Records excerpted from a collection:
::::

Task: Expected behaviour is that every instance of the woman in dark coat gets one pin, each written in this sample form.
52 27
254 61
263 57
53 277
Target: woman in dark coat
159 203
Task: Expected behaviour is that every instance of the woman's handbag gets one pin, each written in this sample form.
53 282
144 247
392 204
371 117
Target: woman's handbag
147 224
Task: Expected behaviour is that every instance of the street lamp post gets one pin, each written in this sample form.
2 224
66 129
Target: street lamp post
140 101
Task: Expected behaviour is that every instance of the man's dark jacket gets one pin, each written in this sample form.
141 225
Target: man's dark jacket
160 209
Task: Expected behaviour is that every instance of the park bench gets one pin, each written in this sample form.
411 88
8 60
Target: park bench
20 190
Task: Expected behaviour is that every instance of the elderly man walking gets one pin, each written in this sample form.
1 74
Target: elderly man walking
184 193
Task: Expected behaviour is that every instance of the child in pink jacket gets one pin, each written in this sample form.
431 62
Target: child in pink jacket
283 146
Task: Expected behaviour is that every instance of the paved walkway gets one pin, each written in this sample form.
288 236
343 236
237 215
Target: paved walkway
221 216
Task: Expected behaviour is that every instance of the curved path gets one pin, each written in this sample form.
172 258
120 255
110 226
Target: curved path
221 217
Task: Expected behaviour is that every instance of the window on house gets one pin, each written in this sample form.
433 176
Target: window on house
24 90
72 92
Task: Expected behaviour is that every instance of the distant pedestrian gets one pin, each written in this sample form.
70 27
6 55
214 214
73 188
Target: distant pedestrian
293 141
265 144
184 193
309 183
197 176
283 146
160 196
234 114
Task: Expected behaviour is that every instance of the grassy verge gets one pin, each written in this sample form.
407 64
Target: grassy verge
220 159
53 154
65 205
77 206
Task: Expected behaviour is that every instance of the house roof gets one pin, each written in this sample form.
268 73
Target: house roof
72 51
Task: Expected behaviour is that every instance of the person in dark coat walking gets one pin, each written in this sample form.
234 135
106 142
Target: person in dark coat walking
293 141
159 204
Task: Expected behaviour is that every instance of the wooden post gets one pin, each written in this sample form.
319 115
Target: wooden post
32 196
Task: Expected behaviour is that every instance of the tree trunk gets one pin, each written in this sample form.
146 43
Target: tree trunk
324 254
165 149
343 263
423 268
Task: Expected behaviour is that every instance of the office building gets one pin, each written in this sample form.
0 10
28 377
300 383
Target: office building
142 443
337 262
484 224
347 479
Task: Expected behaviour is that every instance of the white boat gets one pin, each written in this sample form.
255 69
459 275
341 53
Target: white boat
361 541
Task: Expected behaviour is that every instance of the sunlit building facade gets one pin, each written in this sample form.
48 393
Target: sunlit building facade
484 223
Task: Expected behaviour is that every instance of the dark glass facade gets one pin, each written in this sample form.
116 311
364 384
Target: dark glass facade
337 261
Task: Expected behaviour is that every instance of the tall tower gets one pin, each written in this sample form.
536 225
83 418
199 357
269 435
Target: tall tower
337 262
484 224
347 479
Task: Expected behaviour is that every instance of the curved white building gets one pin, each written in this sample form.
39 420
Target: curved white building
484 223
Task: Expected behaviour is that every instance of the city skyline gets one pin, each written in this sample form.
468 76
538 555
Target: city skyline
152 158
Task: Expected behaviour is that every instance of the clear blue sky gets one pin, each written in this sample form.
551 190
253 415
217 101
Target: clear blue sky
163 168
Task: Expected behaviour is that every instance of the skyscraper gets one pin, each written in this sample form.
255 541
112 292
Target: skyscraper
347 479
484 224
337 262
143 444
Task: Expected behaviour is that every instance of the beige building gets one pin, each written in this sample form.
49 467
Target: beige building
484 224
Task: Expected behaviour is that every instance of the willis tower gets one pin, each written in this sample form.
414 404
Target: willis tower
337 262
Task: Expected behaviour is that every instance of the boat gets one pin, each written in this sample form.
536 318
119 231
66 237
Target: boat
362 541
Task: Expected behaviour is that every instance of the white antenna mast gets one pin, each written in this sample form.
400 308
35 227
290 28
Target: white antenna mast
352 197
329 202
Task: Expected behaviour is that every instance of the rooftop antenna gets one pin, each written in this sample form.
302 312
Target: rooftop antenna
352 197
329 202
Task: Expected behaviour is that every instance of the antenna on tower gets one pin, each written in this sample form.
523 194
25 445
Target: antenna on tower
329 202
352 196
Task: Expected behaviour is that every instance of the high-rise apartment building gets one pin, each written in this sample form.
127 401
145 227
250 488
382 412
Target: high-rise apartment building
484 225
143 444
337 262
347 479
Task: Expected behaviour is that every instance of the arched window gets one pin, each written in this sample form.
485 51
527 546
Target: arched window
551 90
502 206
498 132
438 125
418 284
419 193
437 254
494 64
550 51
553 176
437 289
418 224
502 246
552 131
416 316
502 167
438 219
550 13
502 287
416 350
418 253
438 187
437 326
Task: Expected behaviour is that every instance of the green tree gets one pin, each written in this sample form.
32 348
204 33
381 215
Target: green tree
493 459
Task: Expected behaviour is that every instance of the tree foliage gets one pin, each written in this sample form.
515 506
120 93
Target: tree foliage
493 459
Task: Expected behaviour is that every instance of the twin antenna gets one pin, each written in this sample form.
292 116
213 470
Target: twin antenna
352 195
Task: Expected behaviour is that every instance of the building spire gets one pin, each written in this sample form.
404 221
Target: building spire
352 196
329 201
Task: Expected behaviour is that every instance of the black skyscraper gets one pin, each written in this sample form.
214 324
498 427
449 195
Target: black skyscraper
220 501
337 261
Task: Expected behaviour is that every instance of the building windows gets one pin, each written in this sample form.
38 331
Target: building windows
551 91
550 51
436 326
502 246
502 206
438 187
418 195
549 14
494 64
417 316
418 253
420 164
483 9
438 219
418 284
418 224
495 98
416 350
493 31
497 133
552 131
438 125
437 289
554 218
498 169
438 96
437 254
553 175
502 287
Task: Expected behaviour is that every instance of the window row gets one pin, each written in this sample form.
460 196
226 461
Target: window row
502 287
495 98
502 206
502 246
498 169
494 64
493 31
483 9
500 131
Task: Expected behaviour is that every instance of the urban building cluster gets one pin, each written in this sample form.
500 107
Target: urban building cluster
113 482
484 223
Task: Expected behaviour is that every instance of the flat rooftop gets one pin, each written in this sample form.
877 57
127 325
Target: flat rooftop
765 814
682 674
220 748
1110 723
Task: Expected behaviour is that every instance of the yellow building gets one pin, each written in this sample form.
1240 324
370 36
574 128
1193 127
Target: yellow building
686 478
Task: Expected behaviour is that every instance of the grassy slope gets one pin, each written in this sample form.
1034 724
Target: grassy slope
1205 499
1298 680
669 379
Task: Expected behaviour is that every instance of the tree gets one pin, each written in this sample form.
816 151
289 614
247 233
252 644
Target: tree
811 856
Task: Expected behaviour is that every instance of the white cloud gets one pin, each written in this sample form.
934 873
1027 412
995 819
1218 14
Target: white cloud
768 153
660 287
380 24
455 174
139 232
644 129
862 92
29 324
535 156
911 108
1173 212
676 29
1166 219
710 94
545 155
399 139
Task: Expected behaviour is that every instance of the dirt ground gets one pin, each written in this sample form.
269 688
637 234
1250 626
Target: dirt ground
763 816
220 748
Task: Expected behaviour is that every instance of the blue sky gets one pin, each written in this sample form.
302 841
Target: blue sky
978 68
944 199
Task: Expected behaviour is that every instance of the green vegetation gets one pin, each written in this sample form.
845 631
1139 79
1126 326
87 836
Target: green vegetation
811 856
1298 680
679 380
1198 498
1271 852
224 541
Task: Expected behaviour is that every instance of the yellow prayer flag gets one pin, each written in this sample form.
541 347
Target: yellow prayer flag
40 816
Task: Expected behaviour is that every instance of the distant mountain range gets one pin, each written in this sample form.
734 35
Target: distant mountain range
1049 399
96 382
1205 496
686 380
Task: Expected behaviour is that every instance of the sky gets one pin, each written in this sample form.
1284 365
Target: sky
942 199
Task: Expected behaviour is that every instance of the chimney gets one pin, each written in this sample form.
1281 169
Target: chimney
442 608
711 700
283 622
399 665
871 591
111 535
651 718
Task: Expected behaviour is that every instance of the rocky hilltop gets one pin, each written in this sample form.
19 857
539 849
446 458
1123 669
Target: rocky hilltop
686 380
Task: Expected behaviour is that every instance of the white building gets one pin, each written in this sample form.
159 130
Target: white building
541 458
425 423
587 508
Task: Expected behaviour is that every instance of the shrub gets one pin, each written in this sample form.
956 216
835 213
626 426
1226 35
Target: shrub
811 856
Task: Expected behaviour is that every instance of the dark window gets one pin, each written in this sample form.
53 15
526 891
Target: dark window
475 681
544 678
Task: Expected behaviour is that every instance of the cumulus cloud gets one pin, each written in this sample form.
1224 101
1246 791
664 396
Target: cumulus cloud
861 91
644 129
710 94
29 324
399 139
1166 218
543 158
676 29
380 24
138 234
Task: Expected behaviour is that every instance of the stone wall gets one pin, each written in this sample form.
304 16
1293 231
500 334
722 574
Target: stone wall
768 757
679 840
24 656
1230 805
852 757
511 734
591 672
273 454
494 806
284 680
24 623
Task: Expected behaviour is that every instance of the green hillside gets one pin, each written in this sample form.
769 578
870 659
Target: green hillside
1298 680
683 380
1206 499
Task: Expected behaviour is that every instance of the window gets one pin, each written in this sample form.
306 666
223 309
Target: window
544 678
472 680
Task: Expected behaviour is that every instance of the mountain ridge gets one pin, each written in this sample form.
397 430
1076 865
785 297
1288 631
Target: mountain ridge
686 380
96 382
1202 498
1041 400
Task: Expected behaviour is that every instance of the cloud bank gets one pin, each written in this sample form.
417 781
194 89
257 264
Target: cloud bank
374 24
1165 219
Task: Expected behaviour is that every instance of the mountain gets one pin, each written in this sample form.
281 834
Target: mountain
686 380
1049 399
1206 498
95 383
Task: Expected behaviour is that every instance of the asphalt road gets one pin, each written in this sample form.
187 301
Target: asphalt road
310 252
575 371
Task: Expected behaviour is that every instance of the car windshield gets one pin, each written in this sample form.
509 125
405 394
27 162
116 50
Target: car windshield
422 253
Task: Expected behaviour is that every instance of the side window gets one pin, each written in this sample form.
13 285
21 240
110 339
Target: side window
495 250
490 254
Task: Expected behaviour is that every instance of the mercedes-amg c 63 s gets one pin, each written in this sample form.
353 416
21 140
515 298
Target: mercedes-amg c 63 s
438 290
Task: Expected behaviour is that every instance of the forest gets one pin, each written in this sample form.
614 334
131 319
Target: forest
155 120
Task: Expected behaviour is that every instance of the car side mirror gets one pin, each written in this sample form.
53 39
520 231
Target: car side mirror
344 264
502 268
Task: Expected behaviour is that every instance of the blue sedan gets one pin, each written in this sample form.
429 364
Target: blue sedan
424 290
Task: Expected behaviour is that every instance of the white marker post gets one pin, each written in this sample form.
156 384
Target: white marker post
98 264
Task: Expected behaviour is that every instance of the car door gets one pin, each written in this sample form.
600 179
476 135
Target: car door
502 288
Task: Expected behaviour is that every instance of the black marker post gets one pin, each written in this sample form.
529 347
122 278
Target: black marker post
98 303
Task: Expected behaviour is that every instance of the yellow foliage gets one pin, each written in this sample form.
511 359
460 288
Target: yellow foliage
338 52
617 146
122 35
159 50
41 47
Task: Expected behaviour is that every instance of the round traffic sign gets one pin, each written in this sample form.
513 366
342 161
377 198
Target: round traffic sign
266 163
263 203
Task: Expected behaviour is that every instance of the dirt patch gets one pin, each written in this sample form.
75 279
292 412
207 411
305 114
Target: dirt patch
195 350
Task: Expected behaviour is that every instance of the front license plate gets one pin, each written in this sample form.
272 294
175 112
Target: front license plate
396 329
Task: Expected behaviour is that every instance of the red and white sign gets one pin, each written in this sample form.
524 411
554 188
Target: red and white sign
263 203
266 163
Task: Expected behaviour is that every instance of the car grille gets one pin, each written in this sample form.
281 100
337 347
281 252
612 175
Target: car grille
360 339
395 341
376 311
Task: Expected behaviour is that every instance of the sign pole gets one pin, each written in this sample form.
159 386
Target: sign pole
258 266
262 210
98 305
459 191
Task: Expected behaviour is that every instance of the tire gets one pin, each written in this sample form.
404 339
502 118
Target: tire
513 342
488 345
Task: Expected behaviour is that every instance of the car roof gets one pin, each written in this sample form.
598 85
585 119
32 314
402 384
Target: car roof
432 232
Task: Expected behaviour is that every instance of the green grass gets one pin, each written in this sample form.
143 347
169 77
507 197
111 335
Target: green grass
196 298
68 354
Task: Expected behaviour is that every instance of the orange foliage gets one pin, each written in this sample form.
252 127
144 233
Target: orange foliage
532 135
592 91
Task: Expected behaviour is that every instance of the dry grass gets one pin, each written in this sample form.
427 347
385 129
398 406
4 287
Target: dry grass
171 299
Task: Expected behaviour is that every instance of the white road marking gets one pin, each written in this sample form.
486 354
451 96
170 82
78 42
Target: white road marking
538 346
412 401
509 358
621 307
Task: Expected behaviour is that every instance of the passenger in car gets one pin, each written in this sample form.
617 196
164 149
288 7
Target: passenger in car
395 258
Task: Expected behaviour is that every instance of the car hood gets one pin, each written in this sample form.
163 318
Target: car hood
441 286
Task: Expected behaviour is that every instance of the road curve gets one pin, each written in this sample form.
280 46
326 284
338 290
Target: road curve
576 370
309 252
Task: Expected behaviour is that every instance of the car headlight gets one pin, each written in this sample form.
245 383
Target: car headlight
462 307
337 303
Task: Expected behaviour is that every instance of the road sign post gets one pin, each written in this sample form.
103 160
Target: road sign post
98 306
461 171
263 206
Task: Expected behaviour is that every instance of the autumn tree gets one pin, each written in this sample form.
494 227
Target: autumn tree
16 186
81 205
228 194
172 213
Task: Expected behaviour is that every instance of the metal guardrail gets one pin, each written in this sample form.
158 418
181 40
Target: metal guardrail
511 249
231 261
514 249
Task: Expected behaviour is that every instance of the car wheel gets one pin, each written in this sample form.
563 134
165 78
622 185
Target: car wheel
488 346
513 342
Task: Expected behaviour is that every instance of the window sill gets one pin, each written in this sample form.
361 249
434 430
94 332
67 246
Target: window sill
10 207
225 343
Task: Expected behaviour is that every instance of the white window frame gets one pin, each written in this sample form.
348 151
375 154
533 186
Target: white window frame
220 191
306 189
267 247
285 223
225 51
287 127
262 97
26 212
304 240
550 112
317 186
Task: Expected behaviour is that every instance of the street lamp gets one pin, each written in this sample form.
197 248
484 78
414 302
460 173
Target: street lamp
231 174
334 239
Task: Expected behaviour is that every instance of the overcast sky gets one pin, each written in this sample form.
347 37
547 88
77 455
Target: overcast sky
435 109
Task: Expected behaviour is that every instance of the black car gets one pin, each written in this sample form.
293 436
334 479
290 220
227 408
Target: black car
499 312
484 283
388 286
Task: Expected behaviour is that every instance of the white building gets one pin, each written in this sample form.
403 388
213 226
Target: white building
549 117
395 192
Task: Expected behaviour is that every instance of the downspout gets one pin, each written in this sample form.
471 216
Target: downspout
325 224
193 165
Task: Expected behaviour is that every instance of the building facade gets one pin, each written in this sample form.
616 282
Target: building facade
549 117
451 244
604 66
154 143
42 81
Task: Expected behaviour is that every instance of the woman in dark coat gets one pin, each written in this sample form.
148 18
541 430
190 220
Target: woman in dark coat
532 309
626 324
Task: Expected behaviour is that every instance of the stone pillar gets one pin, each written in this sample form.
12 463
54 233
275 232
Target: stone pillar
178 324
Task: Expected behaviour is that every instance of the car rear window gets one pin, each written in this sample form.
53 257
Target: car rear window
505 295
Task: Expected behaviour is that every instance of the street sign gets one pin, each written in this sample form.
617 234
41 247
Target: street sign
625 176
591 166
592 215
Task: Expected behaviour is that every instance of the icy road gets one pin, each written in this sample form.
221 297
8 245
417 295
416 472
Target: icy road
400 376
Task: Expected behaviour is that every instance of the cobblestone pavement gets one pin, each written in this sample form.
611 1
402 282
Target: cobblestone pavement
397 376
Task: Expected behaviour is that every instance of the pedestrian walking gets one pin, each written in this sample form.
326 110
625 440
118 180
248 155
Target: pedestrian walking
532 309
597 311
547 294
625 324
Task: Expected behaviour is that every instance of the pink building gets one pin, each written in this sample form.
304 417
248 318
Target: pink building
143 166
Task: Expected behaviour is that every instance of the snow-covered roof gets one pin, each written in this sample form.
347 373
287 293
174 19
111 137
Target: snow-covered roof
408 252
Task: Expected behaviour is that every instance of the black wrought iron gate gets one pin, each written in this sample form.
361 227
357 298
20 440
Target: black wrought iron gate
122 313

::::

### Directions:
Print exactly the lines from the one with "Task: Expected behaviour is that every instance of the downspout" through the end of the data, inclusive.

### Task output:
Task: Expected behaviour is that every instance of the downspout gets one pin, each written in this sample form.
471 216
Target: downspout
325 224
193 165
Task: Expected behaviour is that every instance of the building facade gets one pin, each written in this sample form.
616 282
Target: building facade
549 117
451 244
604 66
154 143
42 81
Task: Expected behaviour is that every instance of the woman in dark coat gets one pin, each written in this sample form.
148 18
541 430
190 220
Target: woman in dark coat
532 309
626 324
Task: Expected behaviour is that every instance of the stone pillar gets one pin, each written in this sample form.
12 463
54 233
275 232
Target: stone pillar
178 324
Task: Expected behaviour is that every instance of the car rear window gets one pin, each written in this sample form.
53 257
Target: car rear window
505 295
Task: Expected behaviour is that every instance of the street sign gets one pin, each written in this sample form.
617 234
41 247
Target: street sign
625 176
591 166
592 215
Task: Expected behaviour is that every instance of the icy road gets one pin, each written in this sample form.
221 297
8 245
417 295
416 472
Target: icy road
400 376
Task: Expected behaviour is that every instance of the cobblestone pavement gets one pin, each written in this sample form.
611 1
402 282
Target: cobblestone pavement
397 376
Task: Expected behaviour is that every instance of the pedestrian walking gets one pin, each written in this sample form.
326 110
625 440
118 180
248 155
Target: pedestrian walking
532 309
597 311
547 294
625 324
Task: Expected behaviour is that every instance of the pink building gets one pin, each written in this sample form.
304 417
248 318
Target: pink building
143 166
Task: Expected behaviour is that every instance of the snow-covered roof gets one pin, each written in this sample form.
347 373
287 293
174 19
111 137
Target: snow-covered roof
408 252
Task: Expected behaviour is that every instance of the black wrought iron gate gets one pin, each written in this sample form.
361 227
357 298
20 440
Target: black wrought iron gate
122 313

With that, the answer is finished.